***** DOCUMENT PASSAGE *****

Solution: Using Coulomb's law, we have $F=k\frac{|qq'|}{r^2}$, where $r$ is the distance between two charges. We are told in the problem that the distance is doubled so $r_2=2r_1$, thus the electric force is found as \begin{align*}F_2&=k\frac{|qq'|}{r_2^2}\\\\&=k\frac{|qq'|}{(2r_1)^2}\\\\&=\frac 14 \underbrace{k\frac{|qq'|}{r_1^2}}_{F_1}\\\\&=\frac 14 F_1\end{align*}
Problem (5): Two charged point particles are $4.41\,{\rm cm}$ apart. They are moved and placed in a new position. The force between them is found to have tripled. How far apart are they now?

***** PROVIDED RECORDS *****

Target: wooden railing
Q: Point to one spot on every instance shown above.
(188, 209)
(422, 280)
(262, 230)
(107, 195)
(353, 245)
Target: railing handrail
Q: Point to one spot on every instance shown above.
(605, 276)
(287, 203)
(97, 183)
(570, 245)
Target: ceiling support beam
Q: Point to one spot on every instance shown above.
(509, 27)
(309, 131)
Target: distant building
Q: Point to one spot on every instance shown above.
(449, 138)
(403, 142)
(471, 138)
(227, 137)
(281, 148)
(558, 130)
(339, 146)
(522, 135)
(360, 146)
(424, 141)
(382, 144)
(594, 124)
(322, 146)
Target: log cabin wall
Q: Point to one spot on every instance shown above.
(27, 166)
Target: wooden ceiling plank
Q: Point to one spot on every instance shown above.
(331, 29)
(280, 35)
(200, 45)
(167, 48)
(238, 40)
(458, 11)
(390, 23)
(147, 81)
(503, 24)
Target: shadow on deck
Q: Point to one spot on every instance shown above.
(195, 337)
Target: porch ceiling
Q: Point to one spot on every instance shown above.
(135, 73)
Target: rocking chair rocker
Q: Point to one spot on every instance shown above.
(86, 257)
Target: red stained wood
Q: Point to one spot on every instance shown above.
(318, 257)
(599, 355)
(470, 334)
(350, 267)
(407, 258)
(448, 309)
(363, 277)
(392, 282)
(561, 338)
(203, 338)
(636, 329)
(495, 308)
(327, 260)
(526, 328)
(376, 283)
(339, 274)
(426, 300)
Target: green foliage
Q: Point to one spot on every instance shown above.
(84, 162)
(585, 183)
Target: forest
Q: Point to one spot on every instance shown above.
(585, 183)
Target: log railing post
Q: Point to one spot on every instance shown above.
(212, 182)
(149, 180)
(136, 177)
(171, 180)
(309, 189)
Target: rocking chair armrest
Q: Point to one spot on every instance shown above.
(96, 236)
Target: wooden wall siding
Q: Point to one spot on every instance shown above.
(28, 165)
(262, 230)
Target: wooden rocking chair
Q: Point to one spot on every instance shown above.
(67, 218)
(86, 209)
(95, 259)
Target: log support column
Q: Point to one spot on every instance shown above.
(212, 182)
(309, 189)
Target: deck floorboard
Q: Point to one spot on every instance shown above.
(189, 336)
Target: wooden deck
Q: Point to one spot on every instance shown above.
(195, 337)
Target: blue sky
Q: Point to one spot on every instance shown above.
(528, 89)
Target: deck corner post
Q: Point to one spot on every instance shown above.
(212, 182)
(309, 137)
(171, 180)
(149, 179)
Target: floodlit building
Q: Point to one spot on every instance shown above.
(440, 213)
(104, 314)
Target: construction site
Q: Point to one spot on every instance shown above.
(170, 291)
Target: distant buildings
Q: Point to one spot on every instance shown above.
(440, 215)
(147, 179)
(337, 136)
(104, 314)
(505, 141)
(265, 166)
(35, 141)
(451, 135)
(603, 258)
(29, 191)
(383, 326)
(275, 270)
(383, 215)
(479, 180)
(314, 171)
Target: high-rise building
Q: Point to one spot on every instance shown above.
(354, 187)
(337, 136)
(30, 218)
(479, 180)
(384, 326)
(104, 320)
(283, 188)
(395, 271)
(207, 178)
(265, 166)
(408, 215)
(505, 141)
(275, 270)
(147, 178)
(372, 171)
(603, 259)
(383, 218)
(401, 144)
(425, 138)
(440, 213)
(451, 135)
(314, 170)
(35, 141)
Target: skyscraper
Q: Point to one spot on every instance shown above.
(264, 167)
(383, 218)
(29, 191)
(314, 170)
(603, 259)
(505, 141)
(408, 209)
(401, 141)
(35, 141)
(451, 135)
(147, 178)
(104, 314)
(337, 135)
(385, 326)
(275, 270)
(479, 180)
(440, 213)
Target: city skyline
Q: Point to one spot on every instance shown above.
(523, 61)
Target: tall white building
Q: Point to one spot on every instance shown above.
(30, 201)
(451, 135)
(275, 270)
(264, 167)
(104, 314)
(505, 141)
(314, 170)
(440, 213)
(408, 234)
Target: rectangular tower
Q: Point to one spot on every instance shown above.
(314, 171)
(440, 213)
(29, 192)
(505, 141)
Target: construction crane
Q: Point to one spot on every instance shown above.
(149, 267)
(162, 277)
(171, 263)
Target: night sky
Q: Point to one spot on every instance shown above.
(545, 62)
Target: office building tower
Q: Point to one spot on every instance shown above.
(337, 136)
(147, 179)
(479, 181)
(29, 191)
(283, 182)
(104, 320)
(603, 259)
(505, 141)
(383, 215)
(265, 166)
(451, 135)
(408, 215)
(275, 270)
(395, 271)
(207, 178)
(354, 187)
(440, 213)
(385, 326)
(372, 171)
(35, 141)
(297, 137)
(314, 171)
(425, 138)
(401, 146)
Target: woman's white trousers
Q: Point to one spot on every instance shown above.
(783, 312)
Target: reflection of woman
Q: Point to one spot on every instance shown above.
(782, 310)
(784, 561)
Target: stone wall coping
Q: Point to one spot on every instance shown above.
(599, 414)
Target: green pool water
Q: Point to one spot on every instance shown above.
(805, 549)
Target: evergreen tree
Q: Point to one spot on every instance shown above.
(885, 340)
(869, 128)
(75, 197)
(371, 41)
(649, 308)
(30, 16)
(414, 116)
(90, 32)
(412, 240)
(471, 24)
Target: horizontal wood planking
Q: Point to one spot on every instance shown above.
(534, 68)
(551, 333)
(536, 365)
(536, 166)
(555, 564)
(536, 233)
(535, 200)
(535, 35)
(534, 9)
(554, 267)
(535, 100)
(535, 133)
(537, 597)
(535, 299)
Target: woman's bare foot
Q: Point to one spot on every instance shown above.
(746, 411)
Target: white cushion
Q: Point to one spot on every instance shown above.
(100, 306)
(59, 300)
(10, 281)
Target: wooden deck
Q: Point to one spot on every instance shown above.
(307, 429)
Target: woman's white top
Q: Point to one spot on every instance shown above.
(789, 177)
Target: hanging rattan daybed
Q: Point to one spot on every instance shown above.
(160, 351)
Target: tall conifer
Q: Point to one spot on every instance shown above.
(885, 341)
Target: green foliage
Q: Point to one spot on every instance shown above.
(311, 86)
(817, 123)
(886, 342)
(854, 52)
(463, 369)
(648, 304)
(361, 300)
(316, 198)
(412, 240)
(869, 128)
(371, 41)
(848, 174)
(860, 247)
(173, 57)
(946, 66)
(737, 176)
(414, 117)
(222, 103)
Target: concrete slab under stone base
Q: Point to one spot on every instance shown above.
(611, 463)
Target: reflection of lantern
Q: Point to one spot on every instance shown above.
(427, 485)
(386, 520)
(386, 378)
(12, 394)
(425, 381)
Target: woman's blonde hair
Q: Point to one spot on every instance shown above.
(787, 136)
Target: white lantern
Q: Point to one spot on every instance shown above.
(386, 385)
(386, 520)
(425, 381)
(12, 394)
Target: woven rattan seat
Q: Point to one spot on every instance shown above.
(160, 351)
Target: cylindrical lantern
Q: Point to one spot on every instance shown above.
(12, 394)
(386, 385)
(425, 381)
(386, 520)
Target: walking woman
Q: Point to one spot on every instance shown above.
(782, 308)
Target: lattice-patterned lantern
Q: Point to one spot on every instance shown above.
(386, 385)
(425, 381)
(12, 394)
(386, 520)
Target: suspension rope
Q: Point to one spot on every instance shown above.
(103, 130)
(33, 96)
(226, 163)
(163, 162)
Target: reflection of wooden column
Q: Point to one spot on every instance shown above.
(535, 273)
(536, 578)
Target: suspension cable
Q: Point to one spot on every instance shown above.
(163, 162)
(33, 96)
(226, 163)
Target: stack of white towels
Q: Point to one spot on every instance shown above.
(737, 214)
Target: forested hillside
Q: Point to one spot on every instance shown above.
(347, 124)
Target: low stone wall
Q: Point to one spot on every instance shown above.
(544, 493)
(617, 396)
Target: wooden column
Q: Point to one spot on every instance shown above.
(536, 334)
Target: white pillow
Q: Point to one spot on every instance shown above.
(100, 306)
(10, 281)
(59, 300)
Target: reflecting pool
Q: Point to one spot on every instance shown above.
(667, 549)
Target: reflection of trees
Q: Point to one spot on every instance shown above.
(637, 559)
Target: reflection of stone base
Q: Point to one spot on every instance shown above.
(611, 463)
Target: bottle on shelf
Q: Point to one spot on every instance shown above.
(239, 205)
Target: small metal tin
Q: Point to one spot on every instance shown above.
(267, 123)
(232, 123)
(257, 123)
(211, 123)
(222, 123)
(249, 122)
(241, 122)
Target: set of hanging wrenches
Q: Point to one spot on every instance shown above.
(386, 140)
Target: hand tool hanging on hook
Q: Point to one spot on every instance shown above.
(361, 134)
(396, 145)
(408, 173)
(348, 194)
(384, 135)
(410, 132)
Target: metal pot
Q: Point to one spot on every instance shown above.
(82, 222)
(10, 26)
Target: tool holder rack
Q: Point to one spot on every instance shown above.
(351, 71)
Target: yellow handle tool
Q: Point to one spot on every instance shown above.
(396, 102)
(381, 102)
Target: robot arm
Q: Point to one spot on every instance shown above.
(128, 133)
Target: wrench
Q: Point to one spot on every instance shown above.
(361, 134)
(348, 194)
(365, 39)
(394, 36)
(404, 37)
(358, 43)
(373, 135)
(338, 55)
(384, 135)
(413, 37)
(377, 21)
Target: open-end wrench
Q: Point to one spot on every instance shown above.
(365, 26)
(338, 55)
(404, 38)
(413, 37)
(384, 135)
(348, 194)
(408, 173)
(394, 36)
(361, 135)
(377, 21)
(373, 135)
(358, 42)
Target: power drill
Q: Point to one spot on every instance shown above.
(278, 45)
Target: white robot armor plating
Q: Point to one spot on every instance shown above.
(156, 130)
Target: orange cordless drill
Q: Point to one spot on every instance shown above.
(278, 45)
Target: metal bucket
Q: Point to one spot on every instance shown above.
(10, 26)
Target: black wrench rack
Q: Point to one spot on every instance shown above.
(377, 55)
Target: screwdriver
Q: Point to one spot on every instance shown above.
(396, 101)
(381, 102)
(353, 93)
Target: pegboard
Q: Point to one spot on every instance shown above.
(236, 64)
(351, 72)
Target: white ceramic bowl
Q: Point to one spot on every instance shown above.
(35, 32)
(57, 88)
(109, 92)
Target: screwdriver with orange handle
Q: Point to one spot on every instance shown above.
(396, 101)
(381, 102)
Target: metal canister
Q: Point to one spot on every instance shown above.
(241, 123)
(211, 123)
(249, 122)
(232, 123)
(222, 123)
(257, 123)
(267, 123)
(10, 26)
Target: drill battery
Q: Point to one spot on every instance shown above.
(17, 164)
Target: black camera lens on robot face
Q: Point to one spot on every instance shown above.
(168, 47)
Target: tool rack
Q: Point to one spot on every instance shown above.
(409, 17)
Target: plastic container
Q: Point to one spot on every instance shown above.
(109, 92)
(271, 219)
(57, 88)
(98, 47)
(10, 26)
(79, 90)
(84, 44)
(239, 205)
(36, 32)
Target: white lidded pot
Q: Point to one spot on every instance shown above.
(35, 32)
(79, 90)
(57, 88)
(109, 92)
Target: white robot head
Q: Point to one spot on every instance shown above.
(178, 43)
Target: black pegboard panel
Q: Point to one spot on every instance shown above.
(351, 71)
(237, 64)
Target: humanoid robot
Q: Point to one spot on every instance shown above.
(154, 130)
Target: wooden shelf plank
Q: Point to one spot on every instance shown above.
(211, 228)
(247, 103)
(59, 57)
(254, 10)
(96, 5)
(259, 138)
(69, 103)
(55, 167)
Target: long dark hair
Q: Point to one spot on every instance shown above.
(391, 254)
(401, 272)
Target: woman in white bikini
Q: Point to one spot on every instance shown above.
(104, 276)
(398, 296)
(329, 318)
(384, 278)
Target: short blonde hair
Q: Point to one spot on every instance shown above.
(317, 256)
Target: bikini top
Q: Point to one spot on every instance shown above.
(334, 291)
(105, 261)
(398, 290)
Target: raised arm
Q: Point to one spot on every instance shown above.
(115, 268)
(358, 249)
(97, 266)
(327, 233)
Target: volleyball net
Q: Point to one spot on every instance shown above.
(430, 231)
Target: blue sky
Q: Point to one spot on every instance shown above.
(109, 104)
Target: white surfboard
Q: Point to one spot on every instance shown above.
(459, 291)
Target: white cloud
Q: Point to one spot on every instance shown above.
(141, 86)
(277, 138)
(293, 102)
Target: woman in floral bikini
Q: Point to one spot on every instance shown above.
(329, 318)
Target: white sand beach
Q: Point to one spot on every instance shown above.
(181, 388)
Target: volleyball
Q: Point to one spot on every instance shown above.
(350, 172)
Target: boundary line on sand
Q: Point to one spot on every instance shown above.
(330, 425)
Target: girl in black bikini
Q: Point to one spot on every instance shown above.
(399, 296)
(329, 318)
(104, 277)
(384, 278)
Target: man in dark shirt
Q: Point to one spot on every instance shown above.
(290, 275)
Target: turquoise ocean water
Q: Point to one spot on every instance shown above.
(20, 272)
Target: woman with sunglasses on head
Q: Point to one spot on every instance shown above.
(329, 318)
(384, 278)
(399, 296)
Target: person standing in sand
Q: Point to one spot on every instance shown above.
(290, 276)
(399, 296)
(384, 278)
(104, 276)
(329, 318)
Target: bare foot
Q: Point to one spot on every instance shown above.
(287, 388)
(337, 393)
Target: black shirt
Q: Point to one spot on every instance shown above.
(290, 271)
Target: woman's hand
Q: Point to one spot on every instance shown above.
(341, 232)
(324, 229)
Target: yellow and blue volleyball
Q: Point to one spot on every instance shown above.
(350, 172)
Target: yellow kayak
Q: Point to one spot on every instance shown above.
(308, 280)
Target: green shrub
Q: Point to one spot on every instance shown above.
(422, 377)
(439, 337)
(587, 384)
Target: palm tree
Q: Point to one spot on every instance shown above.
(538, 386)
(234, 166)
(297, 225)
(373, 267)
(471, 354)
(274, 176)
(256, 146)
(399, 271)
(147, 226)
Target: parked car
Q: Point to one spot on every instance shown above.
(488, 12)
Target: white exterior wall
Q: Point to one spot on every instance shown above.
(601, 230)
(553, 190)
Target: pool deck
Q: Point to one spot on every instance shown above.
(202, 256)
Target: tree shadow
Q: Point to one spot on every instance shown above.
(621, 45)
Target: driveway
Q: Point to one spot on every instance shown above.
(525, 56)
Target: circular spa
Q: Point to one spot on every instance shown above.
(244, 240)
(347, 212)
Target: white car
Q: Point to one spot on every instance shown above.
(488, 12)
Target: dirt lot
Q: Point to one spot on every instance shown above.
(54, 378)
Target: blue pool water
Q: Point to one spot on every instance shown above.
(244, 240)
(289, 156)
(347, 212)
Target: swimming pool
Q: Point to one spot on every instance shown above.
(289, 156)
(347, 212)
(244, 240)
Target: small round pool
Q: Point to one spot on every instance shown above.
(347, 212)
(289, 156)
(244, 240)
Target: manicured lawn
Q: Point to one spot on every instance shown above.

*****

**COMPLETE THE FOLLOWING**
A. In the Coulomb's law passage, why does the force become one quarter of its original value when the distance between the charges is doubled? Answer in one to three sentences.
B. Proceed with the Coulomb's law worked problems, continuing from the point where they stop.

**ANSWERS PER TASK**
A. The distance doubles, so $r_2=2r_1$. In Coulomb's law the distance appears squared in the denominator, which gives $(2r_1)^2$. That pulls out a factor of $\frac14$ in front of the original force $k\frac{|qq'|}{r_1^2}=F_1$, so $F_2=\frac14 F_1$.

B.
Solution: initial distance is $r_1=4.41\,{\rm cm}$. At the new location, the force is tripled $F_2=3F_1$. Applying Coulomb's law, we have \begin{align*}F_2&=3F_1\\ \\ k\frac{\cancel{|qq'|}}{r_2^2}&=3k\frac{\cancel{|qq'|}}{r_1^2}\\ \\ \frac{1}{r_2^2}&=\frac{3}{(4.41\times 10^{-2})^2}\\\\ \Rightarrow r_2^2&=\frac{(4.41\times 10^{-2})^2}{3}\end{align*} Taking the square root of both sides, we get \[r_2=0.0254\,{\rm m}\] Thus, if those two charges are $2.54\,{\rm cm}$ away, the electrostatic force between them gets tripled.
Solve these practice problems on the electric charge to will get a better view of charges in physics.
The following problems are for practicing for the AP Physics C problems.
Problem (6): Three point charges are placed at the corners of an equilateral triangle as in the figure below. What is the magnitude and direction of the net electric force on the $2\,\rm \mu C$ charge?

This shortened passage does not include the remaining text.